Data for this task:

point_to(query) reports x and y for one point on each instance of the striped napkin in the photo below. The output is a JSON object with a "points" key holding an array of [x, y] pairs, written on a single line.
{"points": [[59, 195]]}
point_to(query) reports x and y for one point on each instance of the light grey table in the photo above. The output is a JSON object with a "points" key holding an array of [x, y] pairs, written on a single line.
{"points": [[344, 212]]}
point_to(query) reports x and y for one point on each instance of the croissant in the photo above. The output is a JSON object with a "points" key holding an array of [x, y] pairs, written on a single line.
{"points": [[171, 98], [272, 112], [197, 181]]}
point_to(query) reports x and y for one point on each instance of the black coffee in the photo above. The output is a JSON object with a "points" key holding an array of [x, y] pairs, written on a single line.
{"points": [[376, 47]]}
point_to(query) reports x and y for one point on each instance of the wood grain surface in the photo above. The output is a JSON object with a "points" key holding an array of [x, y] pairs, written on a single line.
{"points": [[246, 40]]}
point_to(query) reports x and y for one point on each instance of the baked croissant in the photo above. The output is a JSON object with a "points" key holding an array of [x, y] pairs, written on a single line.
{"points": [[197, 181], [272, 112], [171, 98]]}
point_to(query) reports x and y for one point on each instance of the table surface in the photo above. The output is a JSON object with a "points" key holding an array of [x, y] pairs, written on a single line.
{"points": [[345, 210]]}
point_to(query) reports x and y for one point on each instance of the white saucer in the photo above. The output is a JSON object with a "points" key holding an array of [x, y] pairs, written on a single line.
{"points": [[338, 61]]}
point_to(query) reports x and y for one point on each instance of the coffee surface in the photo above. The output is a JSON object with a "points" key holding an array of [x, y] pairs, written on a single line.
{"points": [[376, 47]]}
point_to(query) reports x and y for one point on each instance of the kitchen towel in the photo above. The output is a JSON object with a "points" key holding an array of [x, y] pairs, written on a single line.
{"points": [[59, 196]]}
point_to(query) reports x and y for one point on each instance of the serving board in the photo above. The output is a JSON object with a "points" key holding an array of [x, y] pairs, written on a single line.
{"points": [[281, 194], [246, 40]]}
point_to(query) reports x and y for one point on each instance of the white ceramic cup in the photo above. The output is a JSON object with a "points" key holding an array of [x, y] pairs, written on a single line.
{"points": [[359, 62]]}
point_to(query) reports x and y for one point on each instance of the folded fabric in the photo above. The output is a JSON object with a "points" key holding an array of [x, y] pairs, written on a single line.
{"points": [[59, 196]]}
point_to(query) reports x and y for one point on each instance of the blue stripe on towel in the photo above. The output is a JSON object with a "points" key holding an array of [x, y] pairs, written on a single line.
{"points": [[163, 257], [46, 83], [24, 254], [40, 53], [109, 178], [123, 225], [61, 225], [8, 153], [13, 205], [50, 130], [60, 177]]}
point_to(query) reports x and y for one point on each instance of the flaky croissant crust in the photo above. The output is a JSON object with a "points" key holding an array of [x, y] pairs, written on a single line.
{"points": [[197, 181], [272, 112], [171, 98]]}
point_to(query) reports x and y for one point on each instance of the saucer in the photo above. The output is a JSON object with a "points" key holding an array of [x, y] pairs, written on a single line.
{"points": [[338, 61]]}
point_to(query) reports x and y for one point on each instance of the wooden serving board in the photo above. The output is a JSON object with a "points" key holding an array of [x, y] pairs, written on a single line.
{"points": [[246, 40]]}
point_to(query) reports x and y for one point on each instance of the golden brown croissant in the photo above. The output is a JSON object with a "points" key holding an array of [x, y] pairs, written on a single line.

Requirement: Render the data above as a numbered list, starting at the line that contains "of the wooden" and running through the final line, with both ends included and blank lines left out.

The output:
1. point_to(query) reports x and y for one point on each instance of the wooden serving board in the photo above. The output is a JSON object with a "points" key holding an array of [x, y] pairs, written on a single line.
2. {"points": [[246, 40]]}
3. point_to(query) reports x and y for one point on each instance of the golden brown croissant in the photo above. The output is a JSON object with a "points" key holding an array of [x, y] pairs, written on a single line.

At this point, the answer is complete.